* [Source document]:
* * * * * * *
- Siduli Location in West Bengal, India Siduli Siduli (India)
- Coordinates: 23°39′18″N 87°12′28.8″E﻿ / ﻿23.65500°N 87.208000°E
- Country: India
- State: West Bengal
- District: Paschim Bardhaman

Area
- • Total: 1.85 km^{2} (0.71 sq mi)

Population (2011)
- • Total: 8,961
- • Density: 4,840/km^{2} (12,500/sq mi)

Languages*
- • Official: Bengali, Hindi, English
- Time zone: UTC+5:30 (IST)
- PIN: 713322
- Telephone/STD code: 0341
- Vehicle registration: WB
- Lok Sabha constituency: Asansol
- Vidhan Sabha constituency: Raniganj
- Website: paschimbardhaman.co.in

= Siduli =

Siduli is a census town in the Andal CD block in the Durgapur subdivision of the Paschim Bardhaman district in the Indian state of West Bengal.

==Geography==

===Urbanisation===
According to the 2011 census, 79.22% of the population of the Durgapur subdivision was urban and 20.78% was rural. The sole municipal corporation in Durgapur subdivision is located at Durgapur and the subdivision has 38 (+1 partly) census towns (partly presented in the map alongside; all places marked on the map are linked in the full-screen map).
* * * * * * *
* [Recorded information]:

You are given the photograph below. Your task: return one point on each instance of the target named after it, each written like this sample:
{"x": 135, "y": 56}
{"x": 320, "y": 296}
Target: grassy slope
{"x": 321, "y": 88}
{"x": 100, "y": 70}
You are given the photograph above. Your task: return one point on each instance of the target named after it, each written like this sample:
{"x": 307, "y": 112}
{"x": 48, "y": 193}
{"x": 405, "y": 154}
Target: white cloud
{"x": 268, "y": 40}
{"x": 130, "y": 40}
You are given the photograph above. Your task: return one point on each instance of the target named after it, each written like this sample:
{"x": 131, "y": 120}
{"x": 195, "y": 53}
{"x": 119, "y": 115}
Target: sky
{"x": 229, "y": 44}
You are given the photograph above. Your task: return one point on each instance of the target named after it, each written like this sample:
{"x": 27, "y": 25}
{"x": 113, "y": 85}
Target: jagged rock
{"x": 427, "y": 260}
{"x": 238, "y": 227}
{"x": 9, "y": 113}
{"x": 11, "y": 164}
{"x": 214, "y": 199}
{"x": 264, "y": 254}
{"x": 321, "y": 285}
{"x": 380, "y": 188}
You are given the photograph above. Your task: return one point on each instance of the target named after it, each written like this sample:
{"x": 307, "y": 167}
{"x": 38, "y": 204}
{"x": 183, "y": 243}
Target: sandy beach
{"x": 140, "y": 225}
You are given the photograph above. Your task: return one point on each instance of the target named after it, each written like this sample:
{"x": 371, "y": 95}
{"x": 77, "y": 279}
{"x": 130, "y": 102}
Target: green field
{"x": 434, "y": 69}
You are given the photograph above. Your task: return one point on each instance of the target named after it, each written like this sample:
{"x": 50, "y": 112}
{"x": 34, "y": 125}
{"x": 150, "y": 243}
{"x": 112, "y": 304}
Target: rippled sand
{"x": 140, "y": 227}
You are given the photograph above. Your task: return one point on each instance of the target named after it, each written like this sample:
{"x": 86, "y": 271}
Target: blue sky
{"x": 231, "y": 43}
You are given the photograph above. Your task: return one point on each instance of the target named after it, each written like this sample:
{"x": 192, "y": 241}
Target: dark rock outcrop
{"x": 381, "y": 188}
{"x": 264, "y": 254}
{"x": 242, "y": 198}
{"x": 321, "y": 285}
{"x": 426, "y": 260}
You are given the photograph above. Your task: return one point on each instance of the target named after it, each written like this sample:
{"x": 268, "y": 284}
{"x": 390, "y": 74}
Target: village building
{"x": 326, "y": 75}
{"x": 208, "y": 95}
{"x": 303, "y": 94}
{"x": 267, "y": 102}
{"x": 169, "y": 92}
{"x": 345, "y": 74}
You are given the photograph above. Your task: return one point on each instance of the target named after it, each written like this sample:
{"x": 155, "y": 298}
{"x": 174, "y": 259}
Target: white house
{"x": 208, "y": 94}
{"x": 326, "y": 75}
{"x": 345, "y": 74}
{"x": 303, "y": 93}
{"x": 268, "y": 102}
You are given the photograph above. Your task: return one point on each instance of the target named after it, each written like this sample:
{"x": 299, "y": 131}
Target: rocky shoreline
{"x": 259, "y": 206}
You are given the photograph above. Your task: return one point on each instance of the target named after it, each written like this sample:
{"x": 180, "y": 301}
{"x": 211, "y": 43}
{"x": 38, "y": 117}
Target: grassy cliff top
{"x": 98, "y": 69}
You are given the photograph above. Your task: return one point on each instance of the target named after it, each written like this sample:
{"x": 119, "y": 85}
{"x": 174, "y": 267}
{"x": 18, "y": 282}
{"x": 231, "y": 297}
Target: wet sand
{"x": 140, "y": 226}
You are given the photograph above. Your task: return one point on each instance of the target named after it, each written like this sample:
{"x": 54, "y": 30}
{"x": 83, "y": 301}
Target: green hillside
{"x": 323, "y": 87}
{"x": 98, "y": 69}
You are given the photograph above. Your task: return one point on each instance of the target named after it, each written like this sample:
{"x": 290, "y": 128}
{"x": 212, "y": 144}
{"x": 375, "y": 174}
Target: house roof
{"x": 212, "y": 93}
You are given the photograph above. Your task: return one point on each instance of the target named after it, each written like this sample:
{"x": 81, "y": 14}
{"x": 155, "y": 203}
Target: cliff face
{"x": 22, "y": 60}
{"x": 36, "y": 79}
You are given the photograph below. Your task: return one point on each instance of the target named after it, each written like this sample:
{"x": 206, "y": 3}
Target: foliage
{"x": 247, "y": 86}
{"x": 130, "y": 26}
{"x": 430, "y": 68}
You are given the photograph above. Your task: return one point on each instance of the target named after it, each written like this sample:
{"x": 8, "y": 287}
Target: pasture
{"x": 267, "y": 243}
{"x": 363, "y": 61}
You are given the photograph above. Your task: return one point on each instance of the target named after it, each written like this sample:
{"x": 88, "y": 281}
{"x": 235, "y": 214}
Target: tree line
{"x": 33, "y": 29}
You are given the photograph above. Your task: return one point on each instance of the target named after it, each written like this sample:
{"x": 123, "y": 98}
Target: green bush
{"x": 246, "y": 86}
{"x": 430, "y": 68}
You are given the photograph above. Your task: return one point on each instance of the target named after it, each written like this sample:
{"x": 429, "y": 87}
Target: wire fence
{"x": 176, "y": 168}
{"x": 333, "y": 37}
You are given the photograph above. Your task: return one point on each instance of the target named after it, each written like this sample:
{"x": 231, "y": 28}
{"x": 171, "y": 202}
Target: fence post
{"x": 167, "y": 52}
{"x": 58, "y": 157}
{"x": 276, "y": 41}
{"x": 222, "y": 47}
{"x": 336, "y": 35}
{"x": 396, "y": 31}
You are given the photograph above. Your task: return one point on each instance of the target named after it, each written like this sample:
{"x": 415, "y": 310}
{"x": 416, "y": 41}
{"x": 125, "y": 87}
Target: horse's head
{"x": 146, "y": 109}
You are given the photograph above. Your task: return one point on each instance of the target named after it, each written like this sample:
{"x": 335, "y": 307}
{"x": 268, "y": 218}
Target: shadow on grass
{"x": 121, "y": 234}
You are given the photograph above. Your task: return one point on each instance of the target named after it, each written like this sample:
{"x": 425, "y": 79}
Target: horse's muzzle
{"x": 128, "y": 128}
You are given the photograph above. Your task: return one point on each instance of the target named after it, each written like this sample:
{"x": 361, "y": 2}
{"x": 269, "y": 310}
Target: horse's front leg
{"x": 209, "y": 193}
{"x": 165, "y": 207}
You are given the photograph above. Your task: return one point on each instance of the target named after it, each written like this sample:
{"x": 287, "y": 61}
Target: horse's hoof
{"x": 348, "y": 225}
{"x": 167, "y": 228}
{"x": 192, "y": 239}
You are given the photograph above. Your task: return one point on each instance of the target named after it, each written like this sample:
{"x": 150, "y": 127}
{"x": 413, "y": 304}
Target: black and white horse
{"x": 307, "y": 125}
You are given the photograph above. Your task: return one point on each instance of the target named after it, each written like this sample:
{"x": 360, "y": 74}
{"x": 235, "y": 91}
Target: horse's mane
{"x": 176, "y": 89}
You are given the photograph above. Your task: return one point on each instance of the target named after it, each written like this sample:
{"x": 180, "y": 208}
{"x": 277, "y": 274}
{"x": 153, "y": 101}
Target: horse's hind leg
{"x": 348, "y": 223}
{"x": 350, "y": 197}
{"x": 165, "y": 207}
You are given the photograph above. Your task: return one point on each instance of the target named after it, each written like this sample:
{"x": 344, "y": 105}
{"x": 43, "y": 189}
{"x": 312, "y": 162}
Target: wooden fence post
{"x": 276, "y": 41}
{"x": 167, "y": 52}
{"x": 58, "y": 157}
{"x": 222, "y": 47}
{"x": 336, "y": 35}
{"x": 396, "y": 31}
* * * * * * *
* [Problem]: In the Siduli article, which CD block contains the census town?

* [Solved problem]: The Andal CD block.